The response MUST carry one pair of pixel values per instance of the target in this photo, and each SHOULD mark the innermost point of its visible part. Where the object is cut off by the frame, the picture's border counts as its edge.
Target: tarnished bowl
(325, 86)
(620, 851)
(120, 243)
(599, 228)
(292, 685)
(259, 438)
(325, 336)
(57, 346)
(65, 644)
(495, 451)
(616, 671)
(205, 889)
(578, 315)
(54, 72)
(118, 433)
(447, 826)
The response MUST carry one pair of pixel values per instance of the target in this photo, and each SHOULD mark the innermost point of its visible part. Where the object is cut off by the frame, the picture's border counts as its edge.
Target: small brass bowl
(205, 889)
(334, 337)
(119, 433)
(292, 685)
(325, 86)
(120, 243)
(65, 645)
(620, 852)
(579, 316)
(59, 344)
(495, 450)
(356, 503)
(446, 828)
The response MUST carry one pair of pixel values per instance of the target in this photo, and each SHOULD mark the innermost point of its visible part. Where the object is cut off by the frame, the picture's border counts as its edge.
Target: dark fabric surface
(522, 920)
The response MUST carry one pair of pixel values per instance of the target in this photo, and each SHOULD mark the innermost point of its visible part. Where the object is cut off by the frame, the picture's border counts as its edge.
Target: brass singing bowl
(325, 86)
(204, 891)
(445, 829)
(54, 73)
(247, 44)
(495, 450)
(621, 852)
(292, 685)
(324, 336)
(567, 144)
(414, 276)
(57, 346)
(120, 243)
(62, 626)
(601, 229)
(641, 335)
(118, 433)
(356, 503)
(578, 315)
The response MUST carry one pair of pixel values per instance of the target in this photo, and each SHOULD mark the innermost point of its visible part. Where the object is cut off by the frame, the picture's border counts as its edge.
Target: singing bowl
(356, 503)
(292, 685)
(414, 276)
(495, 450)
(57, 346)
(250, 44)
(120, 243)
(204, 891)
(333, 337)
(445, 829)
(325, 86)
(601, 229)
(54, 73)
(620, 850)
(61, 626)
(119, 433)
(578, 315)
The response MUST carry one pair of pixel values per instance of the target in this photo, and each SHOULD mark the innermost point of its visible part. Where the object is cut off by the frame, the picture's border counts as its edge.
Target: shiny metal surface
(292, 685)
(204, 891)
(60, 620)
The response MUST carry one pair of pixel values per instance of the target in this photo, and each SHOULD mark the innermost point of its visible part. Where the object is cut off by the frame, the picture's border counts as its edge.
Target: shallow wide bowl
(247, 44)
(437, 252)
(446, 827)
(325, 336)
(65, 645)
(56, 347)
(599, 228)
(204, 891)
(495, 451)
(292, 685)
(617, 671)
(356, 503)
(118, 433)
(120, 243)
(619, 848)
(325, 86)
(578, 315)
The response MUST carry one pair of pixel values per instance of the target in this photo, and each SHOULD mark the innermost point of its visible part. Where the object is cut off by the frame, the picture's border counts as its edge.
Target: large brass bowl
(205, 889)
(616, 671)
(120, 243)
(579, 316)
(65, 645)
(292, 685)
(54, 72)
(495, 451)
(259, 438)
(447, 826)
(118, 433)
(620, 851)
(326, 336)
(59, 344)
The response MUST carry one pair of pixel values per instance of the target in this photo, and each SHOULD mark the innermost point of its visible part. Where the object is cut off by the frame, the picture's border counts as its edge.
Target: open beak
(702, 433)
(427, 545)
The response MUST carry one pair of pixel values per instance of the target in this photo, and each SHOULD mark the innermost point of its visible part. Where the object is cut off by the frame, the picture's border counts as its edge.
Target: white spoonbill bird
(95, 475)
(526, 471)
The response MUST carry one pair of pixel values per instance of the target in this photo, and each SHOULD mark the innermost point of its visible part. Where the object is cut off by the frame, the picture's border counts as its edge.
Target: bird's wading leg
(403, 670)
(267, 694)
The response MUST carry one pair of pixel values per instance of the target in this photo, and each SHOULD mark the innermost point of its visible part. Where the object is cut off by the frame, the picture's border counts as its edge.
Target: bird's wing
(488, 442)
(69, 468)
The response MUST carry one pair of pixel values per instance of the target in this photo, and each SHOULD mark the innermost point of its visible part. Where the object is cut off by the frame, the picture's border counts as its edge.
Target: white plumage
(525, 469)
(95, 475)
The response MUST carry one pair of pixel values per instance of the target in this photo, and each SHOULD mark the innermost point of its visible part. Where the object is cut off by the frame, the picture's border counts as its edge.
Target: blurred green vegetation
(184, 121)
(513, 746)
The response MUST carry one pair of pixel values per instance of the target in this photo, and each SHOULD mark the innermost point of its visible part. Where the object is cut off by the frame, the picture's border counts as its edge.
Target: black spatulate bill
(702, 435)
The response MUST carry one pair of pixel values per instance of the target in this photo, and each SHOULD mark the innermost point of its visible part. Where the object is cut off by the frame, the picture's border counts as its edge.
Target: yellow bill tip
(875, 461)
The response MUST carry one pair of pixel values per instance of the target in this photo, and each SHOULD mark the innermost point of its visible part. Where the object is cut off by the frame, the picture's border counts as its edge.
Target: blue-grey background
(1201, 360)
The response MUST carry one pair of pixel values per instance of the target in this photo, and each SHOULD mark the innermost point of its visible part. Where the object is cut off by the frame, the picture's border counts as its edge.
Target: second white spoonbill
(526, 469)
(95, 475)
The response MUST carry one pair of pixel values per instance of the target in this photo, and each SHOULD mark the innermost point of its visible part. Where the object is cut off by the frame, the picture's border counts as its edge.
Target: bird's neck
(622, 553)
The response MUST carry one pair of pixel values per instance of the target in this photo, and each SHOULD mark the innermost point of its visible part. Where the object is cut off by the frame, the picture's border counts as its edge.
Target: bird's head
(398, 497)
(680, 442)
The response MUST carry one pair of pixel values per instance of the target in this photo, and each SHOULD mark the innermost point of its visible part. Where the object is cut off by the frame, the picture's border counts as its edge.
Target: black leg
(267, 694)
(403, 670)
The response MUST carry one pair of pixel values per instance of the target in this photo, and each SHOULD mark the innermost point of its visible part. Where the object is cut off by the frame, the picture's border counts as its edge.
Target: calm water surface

* * * * * * *

- Exercise requirements -
Write out the material exactly as given.

- Response -
The response MUST carry one pair of pixel values per instance of the target in this photo, and each SHOULD mark the innermost point of its visible part. Where the object is cut off by the frame, the picture's border counts as its edge.
Target: tarnished bowl
(325, 86)
(620, 851)
(120, 243)
(599, 228)
(292, 685)
(259, 438)
(325, 336)
(57, 346)
(65, 644)
(495, 451)
(616, 671)
(205, 889)
(578, 315)
(54, 72)
(118, 433)
(447, 826)
The response MUST carry one pair of pixel values per instance of the target in this photo, and each SHOULD mark the innermost point of its visible part. Where the object is cut off by the frame, the picture's border counts as its edge.
Target: small brass bowl
(205, 889)
(334, 337)
(119, 433)
(292, 685)
(325, 86)
(120, 243)
(65, 645)
(620, 852)
(579, 316)
(59, 344)
(495, 450)
(356, 503)
(446, 828)
The response MUST carry one pair of pixel values per instance of the target in this photo, and each SHOULD mark the innermost point of its visible part. Where the object is cut off by the frame, the picture's border counts as its edge.
Target: dark fabric surface
(522, 920)
The response MUST carry one pair of pixel values per instance of the target in this photo, and each SHOULD mark the innermost point of its visible part. Where the object is cut off by the frame, the picture's border counts as its edge.
Target: brass singing bowl
(325, 86)
(204, 891)
(445, 829)
(54, 73)
(247, 44)
(495, 450)
(621, 852)
(292, 685)
(324, 336)
(567, 144)
(414, 276)
(57, 346)
(120, 243)
(62, 626)
(601, 229)
(641, 335)
(118, 433)
(356, 503)
(578, 315)
The response MUST carry one pair of pixel values per instance of the target in this photo, and each SHOULD mark the innermost point of its visible part. Where the object is cut off by the frame, the picture's border counts as its edge.
Target: singing bowl
(356, 503)
(292, 685)
(414, 276)
(495, 450)
(57, 346)
(250, 44)
(120, 243)
(204, 891)
(333, 337)
(445, 829)
(325, 86)
(601, 229)
(54, 73)
(620, 850)
(61, 626)
(119, 433)
(578, 315)
The response MUST carry one pair of pixel values per instance of the target in this photo, and each SHOULD mark the innermost point of its visible part. Where the object is cut off by the frame, the picture's border counts as its edge.
Target: shiny metal surface
(292, 685)
(204, 891)
(60, 620)
The response MUST carry one pair of pixel values per instance of the target in this photo, and each SHOULD mark the innermost point of its visible part. Where the object is cut off by the frame, the picture's border counts as its edge.
Target: shallow wide bowl
(247, 44)
(437, 252)
(446, 827)
(325, 336)
(65, 645)
(56, 347)
(599, 228)
(204, 891)
(495, 451)
(292, 685)
(617, 671)
(356, 503)
(118, 433)
(120, 243)
(619, 848)
(325, 86)
(578, 315)
The response MUST carry one pair of pixel values per instance of the target in this photo, and each SHOULD mark the innermost point of its visible part. Where the object is cut off by the frame, the picture's border counts as its edge.
Target: large brass bowl
(205, 889)
(616, 671)
(120, 243)
(579, 316)
(65, 645)
(292, 685)
(54, 72)
(495, 451)
(259, 438)
(447, 826)
(118, 433)
(620, 851)
(326, 336)
(59, 344)
The response MUST carry one pair of pixel values per instance of the target in this photo, and each SHOULD mark the innermost point of its visible part. Where the object is cut off by the frame, the picture's border counts as its edge.
Target: open beak
(702, 433)
(427, 545)
The response MUST carry one pair of pixel values per instance of the target in this photo, and each SHOULD mark the innermost point of its visible part. Where the object is cut off by the frame, the picture's border counts as its edge.
Target: white spoonbill bird
(95, 475)
(526, 471)
The response MUST carry one pair of pixel values per instance of the target in this photo, and each SHOULD mark the innermost point of its visible part. Where the object is cut off by the frame, the picture's border counts as its edge.
Target: bird's wading leg
(403, 670)
(267, 694)
The response MUST carry one pair of pixel values per instance of the target in this photo, and each SHOULD mark the innermost point of its visible part. Where the object is cut off by the frame, the picture's border counts as its edge.
Target: bird's wing
(488, 442)
(69, 468)
The response MUST carry one pair of pixel values per instance of the target in this photo, and each SHOULD mark the innermost point of its visible part. Where the object is cut off by the frame, the picture's border counts as its edge.
Target: white plumage
(525, 469)
(95, 475)
The response MUST carry one pair of pixel values per instance of the target in this photo, and each SHOULD mark the innermost point of its visible part. Where the object is cut off by the frame, the picture's border counts as its edge.
Target: blurred green vegetation
(184, 121)
(513, 746)
The response MUST carry one pair of pixel values per instance of the target in this photo, and each SHOULD mark the innermost point of its visible part. Where the object is cut off by the frame, the picture's border counts as its edge.
Target: black spatulate bill
(702, 435)
The response MUST carry one pair of pixel values per instance of the target in this photo, and each SHOULD mark the innermost point of its visible part. Where the object is cut off by the frame, the picture's border counts as its edge.
Target: yellow bill tip
(875, 461)
The response MUST carry one pair of pixel values per instance of the target in this photo, and each SHOULD mark the innermost point of its visible part. Where the object is cut off by the frame, the picture's border counts as its edge.
Target: blue-grey background
(1201, 360)
The response MUST carry one pair of pixel values per instance of the target in this photo, and each SHOULD mark the innermost point of its visible part. Where the object is cut off by the frame, the picture's border counts as its edge.
Target: second white spoonbill
(526, 469)
(95, 475)
The response MUST carry one pair of pixel values per instance of the target in this photo, and each SHOULD mark the innermost point of its visible part. Where the object is cut off by the frame, the picture's border counts as its edge.
Target: bird's neck
(622, 553)
The response MUST carry one pair of pixel values per instance of the target in this photo, and each SHOULD mark the innermost point of its visible part. Where the object is cut off by the frame, the picture's border counts as its edge.
Target: bird's head
(398, 497)
(680, 442)
The response MUST carry one pair of pixel values per instance of the target in this photo, and each SHOULD mark the innermost point of its visible part. Where the object is cut off by the frame, the picture's border counts as its edge.
Target: black leg
(267, 694)
(403, 670)
The response MUST carry one pair of pixel values per instance of the target in this photo, and each SHOULD mark the innermost point of its visible part. Where the object is cut off by the frame, the picture's border counts as its edge.
Target: calm water surface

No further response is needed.